╭─ TEXTO BASE

A meritocracia promove o ressentimento nos perdedores que são aqueles sem talento, sem sorte e sem capacidade de resolver os grandes desafios em uma sociedade altamente competitiva. Por outro lado, a meritocracia como consequência nociva promove a arrogância e frieza nos vencedores que são aquelas pessoas que por mérito próprios alcançaram boas posições de tal maneira que o mercado de trabalho e a sociedade como um todo se abrem em oportunidades. A Tirania do Mérito, de Michael Sandel, mostra essa disparidade e aponta que longe de ser uma forma de acabar com a desigualdade é de longe uma maneira de aumentá-la. O autor mostra que a política meritocrática, que postula que todos têm oportunidades iguais, promovendo as condições para que todos tenham mobilidade social e assim reduzir a desigualdade social é uma falácia, uma vez que sem preparo as pessoas mais desfavorecidas não há como aproveitar as oportunidades. Para o autor , as políticas de bem-estar social passam distante das políticas de meritocracia e que, segundo ele, os progressistas com suas posturas de valorização do mérito não percebem que abrem espaço para que o ressentimento dos “desqualificados” encontrem apoio nas promessas demagógicas dos candidatos populistas. Nesse contexto, o autor observa que os erros cometidos por Hillary Clinton e Barack Obama ao valorizar as pessoas que têm diplomas universitários e que são bem-sucedidas por méritos próprios, razão pela qual ambos não têm o apoio integral da classe americana branca, têm como consequência direta a vitória de Donald Trump à Casa Branca.

╰─
╭─ DADOS FORNECIDOS

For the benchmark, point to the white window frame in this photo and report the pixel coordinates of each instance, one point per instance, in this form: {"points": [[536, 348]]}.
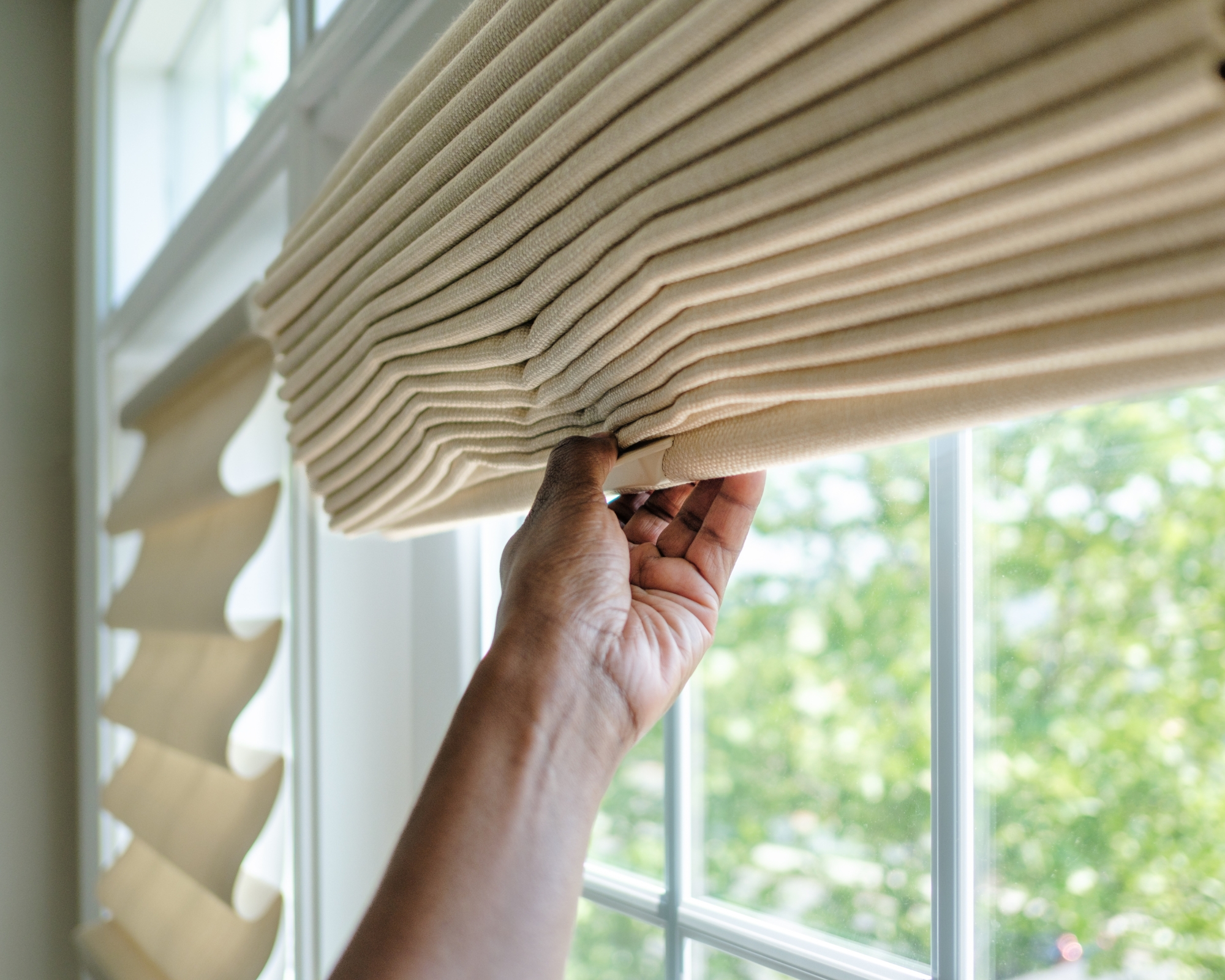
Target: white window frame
{"points": [[287, 140]]}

╰─

Responda com base no texto sobre a meritocracia:
(a) O que a meritocracia promove nos vencedores?
(b) Qual livro é citado e quem é o autor dele?
(c) A vitória de quem à Casa Branca é apontada como consequência direta dos erros de Hillary Clinton e Barack Obama?

(a) A arrogância e a frieza.
(b) A Tirania do Mérito, de Michael Sandel.
(c) A de Donald Trump.